__Aim of the exercise__: Filter task. Return each line of the material that holds the string "positive".

__Provided entries__:
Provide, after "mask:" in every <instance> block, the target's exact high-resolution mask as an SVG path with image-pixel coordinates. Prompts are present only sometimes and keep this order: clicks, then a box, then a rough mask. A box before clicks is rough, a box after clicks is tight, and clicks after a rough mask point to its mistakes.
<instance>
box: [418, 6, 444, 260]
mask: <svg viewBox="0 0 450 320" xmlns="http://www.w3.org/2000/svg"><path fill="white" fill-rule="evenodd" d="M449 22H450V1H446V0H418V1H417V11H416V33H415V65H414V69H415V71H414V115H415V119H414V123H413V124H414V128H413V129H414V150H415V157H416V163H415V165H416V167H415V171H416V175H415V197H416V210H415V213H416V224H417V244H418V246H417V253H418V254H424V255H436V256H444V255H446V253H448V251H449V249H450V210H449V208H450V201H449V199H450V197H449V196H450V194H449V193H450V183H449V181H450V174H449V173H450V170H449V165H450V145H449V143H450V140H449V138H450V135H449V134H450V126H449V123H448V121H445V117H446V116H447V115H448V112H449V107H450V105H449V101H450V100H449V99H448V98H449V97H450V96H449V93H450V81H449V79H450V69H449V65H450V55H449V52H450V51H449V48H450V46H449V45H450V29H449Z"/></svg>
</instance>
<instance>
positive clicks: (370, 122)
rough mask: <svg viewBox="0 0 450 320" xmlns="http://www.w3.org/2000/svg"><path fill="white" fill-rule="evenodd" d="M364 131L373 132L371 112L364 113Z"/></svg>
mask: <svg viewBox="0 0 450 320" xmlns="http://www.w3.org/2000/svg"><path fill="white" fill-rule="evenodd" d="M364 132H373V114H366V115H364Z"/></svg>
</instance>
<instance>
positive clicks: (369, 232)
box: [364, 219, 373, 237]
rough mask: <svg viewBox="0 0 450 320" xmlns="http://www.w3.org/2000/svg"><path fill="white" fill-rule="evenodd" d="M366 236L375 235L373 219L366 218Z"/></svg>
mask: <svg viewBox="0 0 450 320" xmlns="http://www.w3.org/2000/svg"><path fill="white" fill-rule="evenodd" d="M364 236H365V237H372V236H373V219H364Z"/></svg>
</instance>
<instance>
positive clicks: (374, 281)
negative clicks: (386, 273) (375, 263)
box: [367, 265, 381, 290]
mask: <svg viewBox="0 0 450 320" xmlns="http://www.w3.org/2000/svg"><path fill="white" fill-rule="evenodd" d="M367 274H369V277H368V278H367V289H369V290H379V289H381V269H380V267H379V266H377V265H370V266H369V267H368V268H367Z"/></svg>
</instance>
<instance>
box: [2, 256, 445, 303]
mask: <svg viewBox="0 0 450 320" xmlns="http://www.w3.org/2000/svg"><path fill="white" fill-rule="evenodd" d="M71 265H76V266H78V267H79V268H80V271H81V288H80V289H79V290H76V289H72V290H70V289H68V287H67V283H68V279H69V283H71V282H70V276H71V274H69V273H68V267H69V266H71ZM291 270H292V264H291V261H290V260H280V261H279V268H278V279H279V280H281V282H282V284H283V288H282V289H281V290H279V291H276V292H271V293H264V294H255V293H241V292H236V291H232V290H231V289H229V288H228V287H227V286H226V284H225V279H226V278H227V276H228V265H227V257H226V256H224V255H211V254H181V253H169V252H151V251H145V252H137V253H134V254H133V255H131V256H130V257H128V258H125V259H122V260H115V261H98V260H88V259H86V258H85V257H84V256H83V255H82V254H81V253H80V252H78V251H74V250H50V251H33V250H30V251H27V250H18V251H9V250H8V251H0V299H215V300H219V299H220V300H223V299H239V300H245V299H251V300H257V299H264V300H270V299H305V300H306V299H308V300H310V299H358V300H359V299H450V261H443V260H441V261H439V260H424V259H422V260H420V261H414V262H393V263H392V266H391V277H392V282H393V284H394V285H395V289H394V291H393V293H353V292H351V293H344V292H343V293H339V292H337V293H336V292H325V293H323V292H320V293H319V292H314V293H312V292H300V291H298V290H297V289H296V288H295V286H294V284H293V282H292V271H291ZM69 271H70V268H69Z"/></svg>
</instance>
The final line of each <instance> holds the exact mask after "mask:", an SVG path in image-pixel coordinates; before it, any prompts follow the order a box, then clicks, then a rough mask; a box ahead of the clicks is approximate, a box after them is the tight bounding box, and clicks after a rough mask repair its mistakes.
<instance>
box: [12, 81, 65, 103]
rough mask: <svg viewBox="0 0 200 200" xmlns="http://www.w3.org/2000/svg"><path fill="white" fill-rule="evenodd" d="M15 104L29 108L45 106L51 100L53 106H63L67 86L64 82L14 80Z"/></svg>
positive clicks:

__Result below__:
positive clicks: (370, 122)
positive clicks: (369, 232)
positive clicks: (374, 281)
positive clicks:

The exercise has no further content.